Aurel a interviewé des dizaines d’experts pour ce livre, comme Fany Brotcorne, primatologue et éthologue spécialisée dans l’écologie comportementale, Vinciane Despret, philosophe des sciences et éthologue, Patrick Bouchitey, le créateur de l’émission La vie privée des animaux, Frans de Waal, l’un des primatologues contemporains les plus célèbres du monde occidental, Sabrina Krief, professeure au Muséum national d’histoire naturelle de Paris et spécialiste de l’écologie des chimpanzés, Guillaume Captier, professeur d’université et chirurgien en pédiatrie plastique, Benoit Létang, doctorant à l’université de Strasbourg qui étudie le comportement des gorilles, Audrey Garric, journaliste au service planète du Monde ayant publié des articles sur la captivité et l’extinction des espèces sauvages, Élise Huchard, vétérinaire et primatologue spécialisée en écologie du comportement, Christelle Hano, chef soigneur à la ménagerie du Jardins des plantes, ou Tetsurō Matsuzawa, l’un des plus grand spécialiste en primatologie.
Effectuées au feutre, au fusain et à l’aquarelle, les illustrations d’Aurel dans Singes : Quel genre d’animaux sommes-nous? sont assez simples avec leur assemblage de lignes nerveuses, mais vont droit au but, et l’artiste trouve toujours des mises en scènes efficaces et inventives pour transmettre des notions complexes. Sans être anthropomorphiques, les singes qu’il dessine sont remplis d’humanité, et arborent des regards très expressifs. En plus d’intégrer des articles de The Independent, Paris Match, La Nacion ou Libération à ses planches, il reproduit des scènes d’une vidéo de la fondation Jane Goodall, des images d’un documentaire de la BBC ou du film de Jean-François Barthod Quand les babouins adoptent des chiens. Très stylisée, sa coloration utilise habituellement un ou deux tons seulement par page. Le livre s’ouvre sur une préface du philosophe Baptiste Morizot, et se conclut avec une annexe contenant une bibliographie, ainsi que des codes QR menant vers différentes vidéos abordées dans l’ouvrage.
Tout en possédant le côté ludique d’une bande dessinée, Singes : Quel genre d’animaux sommes-nous? est un ouvrage de vulgarisation magistral, qui trouve facilement sa place aux côtés des œuvres des grands zoologistes comme Konrad Lorenz ou Desmond Morris.
Singes : Quel genre d’animaux sommes-nous? de Aurel. Publié aux éditions Futuropolis, 200 pages.

**Consigne**
Mettez à jour l'extrait sur le livre Singes en commençant par « Tout en possédant » et en allant jusqu'à « ou Desmond Morris. », avec « remarquable » à la place de « magistral ».

Entrées de données enregistrées
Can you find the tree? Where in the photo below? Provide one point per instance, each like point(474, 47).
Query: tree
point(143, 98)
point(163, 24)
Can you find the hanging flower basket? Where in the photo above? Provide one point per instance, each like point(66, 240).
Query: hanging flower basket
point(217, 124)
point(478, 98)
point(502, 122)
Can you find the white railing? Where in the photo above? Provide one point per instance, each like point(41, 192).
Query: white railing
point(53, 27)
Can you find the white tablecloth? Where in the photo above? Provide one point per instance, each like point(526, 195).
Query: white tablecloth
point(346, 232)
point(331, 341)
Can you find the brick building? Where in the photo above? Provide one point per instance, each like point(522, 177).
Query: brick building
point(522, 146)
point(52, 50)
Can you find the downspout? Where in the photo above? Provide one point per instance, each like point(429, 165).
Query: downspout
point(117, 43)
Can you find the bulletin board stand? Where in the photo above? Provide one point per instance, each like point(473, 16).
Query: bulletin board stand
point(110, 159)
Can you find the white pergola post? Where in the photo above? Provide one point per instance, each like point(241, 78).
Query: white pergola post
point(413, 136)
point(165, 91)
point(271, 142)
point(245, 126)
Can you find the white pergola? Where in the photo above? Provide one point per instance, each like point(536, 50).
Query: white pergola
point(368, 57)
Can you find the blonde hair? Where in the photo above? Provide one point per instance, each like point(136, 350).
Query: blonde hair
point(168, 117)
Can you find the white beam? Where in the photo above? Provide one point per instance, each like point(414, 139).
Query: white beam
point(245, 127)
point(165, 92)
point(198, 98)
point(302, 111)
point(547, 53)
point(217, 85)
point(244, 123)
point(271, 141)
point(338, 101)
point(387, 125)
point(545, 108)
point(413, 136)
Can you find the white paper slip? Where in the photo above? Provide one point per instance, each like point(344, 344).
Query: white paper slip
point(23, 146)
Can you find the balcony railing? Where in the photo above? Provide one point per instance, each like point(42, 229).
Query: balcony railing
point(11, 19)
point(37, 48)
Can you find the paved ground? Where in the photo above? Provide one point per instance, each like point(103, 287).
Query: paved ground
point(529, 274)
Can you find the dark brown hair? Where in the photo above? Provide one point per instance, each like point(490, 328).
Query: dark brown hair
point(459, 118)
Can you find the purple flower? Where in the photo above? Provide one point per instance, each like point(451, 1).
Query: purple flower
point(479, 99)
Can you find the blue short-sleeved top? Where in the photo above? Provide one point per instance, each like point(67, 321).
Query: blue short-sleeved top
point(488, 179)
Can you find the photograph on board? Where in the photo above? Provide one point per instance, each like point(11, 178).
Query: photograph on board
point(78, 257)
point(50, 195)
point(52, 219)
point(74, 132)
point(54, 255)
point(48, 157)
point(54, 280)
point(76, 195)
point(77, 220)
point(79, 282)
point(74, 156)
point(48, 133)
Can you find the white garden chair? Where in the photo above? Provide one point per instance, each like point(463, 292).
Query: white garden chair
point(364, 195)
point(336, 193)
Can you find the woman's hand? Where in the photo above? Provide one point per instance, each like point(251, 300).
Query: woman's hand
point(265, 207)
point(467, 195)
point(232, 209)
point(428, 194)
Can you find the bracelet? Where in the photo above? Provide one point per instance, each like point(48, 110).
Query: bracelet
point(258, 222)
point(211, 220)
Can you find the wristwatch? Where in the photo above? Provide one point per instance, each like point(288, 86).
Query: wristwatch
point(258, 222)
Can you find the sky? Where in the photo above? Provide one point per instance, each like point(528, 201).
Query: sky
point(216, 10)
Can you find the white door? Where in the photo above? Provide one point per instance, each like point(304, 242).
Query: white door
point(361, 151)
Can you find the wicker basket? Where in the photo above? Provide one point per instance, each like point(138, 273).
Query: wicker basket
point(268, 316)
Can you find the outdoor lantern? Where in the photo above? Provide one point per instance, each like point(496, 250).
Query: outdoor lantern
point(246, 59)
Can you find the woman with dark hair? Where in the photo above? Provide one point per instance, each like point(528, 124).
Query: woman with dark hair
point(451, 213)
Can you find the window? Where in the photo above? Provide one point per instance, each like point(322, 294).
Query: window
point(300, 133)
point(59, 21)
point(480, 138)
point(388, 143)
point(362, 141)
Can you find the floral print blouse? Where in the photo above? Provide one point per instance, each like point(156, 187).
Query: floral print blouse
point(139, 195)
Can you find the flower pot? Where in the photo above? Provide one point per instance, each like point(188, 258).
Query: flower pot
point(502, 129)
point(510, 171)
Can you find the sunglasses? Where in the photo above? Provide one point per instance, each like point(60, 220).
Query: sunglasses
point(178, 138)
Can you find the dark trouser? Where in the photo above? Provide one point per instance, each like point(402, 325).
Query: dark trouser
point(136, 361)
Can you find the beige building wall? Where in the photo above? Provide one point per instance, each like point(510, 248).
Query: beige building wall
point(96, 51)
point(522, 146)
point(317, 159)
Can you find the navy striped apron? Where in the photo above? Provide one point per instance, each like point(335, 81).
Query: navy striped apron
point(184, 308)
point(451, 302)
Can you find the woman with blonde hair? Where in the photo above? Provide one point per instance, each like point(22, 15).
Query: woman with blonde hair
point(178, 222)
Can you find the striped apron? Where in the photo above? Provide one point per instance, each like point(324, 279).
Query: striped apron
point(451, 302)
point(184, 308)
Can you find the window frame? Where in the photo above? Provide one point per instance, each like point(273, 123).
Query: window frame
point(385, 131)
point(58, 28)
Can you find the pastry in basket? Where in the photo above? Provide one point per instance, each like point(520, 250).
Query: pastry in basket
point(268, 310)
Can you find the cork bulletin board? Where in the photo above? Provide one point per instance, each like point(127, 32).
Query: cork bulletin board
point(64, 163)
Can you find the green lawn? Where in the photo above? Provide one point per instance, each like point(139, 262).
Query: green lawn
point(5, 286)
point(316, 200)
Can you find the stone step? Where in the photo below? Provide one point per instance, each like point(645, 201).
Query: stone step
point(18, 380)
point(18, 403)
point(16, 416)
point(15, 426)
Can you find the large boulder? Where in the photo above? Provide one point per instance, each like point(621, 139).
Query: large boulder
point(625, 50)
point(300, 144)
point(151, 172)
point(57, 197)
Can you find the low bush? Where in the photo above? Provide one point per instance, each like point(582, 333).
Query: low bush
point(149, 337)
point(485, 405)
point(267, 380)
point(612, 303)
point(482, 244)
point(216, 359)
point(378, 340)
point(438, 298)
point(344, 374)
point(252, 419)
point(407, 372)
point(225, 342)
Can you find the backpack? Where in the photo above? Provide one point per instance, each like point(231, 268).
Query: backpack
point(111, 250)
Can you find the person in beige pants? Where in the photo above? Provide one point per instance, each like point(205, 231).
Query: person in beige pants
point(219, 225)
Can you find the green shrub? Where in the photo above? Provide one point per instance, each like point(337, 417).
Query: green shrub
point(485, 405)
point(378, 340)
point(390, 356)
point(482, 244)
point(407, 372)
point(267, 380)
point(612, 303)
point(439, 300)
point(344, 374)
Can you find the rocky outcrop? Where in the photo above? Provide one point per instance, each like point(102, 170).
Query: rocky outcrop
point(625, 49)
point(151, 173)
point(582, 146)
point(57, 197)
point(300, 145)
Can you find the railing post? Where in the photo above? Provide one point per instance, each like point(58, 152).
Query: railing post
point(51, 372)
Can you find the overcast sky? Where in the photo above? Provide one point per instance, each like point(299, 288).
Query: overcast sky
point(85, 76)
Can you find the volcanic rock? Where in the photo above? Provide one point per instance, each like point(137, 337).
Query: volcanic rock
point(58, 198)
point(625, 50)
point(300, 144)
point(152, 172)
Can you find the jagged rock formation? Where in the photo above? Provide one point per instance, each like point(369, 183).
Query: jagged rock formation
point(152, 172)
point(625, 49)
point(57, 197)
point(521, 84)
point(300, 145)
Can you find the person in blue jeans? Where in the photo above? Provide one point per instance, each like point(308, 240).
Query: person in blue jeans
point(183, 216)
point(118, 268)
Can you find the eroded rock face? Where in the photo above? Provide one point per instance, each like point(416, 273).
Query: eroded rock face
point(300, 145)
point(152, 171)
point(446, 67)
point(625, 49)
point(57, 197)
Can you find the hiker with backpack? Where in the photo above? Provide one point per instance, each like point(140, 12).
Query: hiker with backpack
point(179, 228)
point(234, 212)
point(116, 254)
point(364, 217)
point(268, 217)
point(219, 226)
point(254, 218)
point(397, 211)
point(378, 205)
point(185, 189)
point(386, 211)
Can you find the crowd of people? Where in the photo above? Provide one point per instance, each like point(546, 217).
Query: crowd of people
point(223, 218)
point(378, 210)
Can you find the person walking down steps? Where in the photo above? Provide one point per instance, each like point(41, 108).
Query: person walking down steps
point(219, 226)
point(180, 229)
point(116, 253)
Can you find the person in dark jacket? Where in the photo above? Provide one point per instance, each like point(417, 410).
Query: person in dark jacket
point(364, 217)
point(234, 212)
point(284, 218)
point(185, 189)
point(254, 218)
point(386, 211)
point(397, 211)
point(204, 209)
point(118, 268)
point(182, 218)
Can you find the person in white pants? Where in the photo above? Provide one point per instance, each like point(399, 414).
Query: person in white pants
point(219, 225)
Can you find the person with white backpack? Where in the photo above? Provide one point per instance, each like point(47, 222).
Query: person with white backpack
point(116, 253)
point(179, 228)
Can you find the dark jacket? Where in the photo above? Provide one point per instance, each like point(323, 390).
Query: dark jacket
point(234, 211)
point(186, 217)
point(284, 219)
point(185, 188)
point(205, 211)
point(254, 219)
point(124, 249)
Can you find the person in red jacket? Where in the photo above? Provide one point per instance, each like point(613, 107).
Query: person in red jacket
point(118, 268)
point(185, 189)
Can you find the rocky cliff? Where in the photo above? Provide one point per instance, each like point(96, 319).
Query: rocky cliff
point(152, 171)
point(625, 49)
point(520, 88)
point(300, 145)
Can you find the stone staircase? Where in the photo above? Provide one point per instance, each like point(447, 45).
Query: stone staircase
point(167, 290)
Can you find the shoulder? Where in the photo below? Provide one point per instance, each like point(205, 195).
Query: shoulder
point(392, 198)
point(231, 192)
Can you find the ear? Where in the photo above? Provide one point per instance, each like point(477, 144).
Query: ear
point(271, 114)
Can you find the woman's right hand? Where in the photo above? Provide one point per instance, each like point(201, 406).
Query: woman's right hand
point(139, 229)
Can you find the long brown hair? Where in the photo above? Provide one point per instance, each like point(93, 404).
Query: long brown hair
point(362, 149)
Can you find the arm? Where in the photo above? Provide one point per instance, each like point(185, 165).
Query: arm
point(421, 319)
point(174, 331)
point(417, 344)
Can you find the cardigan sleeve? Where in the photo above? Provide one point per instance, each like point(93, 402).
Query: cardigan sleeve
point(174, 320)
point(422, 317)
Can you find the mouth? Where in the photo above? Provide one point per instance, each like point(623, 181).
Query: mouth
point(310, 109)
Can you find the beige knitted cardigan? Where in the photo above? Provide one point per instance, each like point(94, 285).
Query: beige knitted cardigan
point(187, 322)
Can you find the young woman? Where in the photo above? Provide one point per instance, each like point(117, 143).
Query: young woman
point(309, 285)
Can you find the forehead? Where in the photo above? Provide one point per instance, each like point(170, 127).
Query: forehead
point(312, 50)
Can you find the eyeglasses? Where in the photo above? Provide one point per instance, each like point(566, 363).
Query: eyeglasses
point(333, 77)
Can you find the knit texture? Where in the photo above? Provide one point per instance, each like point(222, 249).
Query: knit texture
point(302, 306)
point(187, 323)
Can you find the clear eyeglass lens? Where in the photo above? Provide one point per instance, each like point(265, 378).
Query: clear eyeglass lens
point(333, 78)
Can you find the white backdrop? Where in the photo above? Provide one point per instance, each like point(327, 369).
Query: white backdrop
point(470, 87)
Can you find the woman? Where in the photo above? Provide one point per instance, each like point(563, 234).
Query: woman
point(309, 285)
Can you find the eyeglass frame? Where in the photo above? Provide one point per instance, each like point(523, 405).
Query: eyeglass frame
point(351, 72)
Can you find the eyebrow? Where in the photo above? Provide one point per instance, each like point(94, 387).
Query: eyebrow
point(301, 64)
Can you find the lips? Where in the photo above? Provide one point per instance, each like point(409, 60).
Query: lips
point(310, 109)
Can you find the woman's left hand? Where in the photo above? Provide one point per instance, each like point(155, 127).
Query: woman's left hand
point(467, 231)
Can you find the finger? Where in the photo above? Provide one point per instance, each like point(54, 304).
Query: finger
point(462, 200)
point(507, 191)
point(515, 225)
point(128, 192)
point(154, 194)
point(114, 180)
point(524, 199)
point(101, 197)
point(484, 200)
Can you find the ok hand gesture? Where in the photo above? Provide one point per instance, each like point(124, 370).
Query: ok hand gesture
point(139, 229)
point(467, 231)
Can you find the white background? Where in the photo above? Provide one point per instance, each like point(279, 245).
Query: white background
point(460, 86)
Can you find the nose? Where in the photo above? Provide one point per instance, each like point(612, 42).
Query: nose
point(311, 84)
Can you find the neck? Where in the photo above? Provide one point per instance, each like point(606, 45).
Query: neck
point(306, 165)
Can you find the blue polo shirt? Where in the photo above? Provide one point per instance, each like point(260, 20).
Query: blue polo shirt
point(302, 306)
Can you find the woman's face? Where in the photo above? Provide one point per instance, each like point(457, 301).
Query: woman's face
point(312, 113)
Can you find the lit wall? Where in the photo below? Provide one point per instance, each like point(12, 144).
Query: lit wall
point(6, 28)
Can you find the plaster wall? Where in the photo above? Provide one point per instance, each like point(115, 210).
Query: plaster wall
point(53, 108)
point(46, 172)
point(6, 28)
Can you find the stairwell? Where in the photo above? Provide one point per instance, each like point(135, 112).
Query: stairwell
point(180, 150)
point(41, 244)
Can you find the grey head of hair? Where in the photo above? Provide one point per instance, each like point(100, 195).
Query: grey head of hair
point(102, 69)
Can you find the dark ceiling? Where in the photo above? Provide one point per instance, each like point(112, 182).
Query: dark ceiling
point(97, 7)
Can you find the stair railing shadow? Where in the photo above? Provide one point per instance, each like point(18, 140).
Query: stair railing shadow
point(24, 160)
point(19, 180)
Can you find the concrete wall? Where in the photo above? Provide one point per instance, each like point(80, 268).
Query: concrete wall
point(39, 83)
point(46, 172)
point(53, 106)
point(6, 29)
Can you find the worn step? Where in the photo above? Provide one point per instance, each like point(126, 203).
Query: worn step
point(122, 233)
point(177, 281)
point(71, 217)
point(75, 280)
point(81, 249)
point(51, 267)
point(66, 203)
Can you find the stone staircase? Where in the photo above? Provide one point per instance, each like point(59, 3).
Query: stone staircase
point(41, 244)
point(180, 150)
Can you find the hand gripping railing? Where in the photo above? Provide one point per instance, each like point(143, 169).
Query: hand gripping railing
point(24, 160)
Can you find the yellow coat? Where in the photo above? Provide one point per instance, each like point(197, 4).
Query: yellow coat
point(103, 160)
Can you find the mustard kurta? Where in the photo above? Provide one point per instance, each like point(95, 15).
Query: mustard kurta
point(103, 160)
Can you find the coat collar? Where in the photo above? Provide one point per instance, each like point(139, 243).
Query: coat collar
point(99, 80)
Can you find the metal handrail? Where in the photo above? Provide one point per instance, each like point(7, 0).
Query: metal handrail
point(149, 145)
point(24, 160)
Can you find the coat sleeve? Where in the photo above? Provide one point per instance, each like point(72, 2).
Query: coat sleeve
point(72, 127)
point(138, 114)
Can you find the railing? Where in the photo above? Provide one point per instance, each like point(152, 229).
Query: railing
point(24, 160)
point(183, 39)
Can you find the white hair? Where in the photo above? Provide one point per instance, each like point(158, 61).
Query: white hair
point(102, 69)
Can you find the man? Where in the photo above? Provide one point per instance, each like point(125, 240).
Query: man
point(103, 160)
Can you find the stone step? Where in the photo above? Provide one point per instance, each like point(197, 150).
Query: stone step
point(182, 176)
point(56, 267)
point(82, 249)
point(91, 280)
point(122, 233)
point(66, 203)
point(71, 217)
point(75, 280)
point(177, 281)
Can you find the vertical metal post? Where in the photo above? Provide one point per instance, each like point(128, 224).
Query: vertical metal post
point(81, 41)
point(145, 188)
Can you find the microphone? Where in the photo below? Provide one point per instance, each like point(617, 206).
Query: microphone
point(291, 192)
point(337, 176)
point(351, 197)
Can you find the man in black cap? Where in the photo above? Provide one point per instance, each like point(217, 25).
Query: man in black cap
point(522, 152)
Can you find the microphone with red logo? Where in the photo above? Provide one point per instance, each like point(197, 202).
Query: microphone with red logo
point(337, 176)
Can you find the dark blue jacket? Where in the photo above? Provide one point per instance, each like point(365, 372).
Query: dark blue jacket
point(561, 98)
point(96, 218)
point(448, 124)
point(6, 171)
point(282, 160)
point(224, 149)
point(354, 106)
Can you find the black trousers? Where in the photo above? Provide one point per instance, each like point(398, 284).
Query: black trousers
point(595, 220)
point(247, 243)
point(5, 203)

**Réponse**
Tout en possédant le côté ludique d’une bande dessinée, Singes : Quel genre d’animaux sommes-nous? est un ouvrage de vulgarisation remarquable, qui trouve facilement sa place aux côtés des œuvres des grands zoologistes comme Konrad Lorenz ou Desmond Morris.